Set problem 1 -
In the rows below, lay out as a numbered list every line starting at the one containing "# I want the bounding box around the sand" and ending at the one containing "[0,432,177,474]", omitting blank lines.

Extracted text -
══════════════════════════════

The poverty-stricken provincial nobility continued to disdain any alliance with the rich bourgeoisie, even though they might be reduced to the status of hobereaux. The acceptance by the Court nobility of these marriages may, therefore, be one more indication of its defection from a genuine noble ideology and of its espousal of a way of life no longer congruent with its older functions as a political and military aristocracy.8

So the aspirations of Cléanthis and Arlequin in L'Ile des esclaves and of Lisette and Arlequin in Le Jeu de l'amour et du hasard are unrealistic, and, whilst rightly belonging to the fantasy worlds of these two plays, are, even in that context, inevitably doomed to failure. The slight social mismatch of the marriage of Lucidor to Angélique, on the other hand, may lack some of the fairy-tale extravagance of the earlier plays, but it is perfectly justified in the more realistic atmosphere of L'Epreuve, since in terms of contemporary social reality it was actually possible. It is for the same reason that Lisette, although attracted to Frontin, makes no attempt to aspire to the conquest of the master she thinks him to be. Unlike her namesake in Le Jeu de l'amour et du hasard, she knows the attempt to be pointless, for she, like the play in which she figures, is more in touch with social reality.

Lionel Gossman comments, however: ‘The plain truth seems to be that works of literature do not “reflect” social reality, at least not immediately, so that the relation between the social background and the work of literature is never a simple causal one.’9 This is certainly true of Le Jeu de l'amour et du hasard: there is a degree of reflection of the increased social mobility of the period in the servants' attempts to marry above themselves, but whilst they are not unaware of the difficulty of the attempt, in the real world of the time it would surely have been impossible. Similarly in relation to the masters: although much of the emotional tension of their roles comes from their reluctance even to consider a mésalliance, Silvia's eventual manipulation of Dorante to the point that he proposes marriage to a girl whom he believes to be a servant is again the stuff on which dreams and romantic comedies are made, but is not representative of contemporary reality. It is not just, therefore, the symmetricality of this play or the tidiness of its dénouement which have an almost fairy-tale quality; the exaggerated aspirations of the servant characters and the extent to which Dorante's love triumphs over the demands of commonsense and social reality come into a similar category. The characters themselves may not feel that they are involved in a game, but through his title Marivaux signals to his audience that the content of this play should be taken none too seriously.

══════════════════════════════

Set problem 2 -
In the passage on Marivaux's plays, what does Marivaux signal to his audience through the title of Le Jeu de l'amour et du hasard?

(Image entries for named regions)
══════════════════════════════

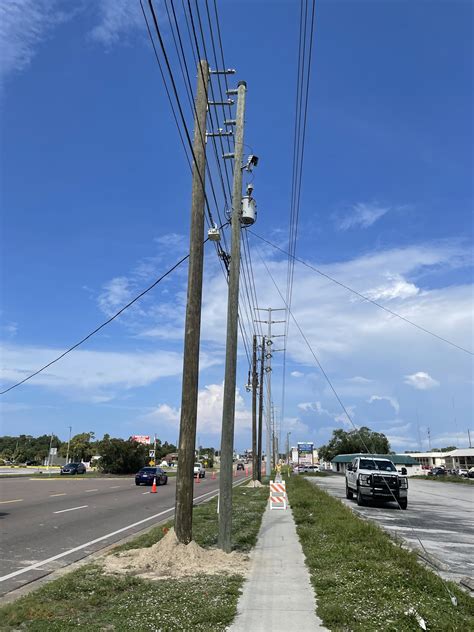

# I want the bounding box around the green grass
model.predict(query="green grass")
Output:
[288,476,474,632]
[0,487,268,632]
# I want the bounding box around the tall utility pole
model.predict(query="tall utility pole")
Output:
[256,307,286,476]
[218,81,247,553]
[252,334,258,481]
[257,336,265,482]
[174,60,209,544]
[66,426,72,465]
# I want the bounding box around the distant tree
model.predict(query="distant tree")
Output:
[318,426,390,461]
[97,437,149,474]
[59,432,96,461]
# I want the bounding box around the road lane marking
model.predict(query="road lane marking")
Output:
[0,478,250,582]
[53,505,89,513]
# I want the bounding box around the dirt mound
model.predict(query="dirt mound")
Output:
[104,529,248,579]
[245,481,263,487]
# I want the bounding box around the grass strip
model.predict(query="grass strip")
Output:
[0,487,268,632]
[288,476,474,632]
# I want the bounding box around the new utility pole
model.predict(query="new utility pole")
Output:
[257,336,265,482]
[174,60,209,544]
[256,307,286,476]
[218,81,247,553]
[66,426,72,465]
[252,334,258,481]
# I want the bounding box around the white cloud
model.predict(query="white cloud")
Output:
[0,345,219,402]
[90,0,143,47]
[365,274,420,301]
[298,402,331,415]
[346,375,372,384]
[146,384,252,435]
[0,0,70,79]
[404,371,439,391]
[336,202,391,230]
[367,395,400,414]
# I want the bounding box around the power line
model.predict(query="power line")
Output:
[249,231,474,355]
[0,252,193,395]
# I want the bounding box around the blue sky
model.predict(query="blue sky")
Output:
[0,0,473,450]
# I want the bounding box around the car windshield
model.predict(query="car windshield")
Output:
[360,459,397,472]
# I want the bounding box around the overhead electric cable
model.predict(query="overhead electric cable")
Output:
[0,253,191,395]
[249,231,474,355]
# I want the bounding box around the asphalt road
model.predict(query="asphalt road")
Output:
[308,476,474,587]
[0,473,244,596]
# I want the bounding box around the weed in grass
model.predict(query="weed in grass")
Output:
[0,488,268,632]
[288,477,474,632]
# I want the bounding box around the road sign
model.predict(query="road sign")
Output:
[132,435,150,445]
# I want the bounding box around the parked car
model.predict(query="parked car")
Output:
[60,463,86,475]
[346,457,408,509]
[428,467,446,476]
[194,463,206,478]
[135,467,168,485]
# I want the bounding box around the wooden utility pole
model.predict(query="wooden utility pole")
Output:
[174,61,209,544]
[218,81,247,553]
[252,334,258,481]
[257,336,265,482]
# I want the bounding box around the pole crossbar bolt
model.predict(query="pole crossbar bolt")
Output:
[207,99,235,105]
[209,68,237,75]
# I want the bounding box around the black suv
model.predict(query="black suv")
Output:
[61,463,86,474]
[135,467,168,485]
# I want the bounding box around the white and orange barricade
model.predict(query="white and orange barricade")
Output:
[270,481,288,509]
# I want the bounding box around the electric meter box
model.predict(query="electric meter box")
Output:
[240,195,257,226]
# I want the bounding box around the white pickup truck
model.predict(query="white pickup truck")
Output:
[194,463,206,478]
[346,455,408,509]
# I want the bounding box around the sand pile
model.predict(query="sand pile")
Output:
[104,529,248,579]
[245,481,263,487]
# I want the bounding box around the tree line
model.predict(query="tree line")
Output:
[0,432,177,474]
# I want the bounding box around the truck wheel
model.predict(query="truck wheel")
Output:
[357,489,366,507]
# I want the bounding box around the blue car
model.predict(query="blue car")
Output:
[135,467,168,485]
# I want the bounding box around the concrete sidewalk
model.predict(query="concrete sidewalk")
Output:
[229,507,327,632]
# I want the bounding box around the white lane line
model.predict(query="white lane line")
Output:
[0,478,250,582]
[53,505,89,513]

══════════════════════════════

Correct result 1 -
1. # I want the bounding box around the sand pile
2. model.predict(query="sand pile")
3. Output:
4. [104,529,248,579]
5. [245,481,263,487]
6. # I want the bounding box around the tree line
7. model.predict(query="tree line")
8. Output:
9. [0,432,177,474]

Correct result 2 -
That the content of the play should be taken none too seriously.